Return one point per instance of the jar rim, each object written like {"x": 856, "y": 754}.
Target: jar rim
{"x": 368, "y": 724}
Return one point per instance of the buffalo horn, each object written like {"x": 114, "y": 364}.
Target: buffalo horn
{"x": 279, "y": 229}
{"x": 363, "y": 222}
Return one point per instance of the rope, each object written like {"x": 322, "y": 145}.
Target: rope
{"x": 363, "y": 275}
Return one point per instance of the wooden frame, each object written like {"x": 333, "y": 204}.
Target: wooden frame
--*--
_Your objective_
Give back exactly the lines starting at the one with "Target: rope" and running to the end of the listing. Include both ends.

_Your response_
Target: rope
{"x": 363, "y": 275}
Return one point per instance of the wooden frame, each object written like {"x": 333, "y": 204}.
Target: wooden frame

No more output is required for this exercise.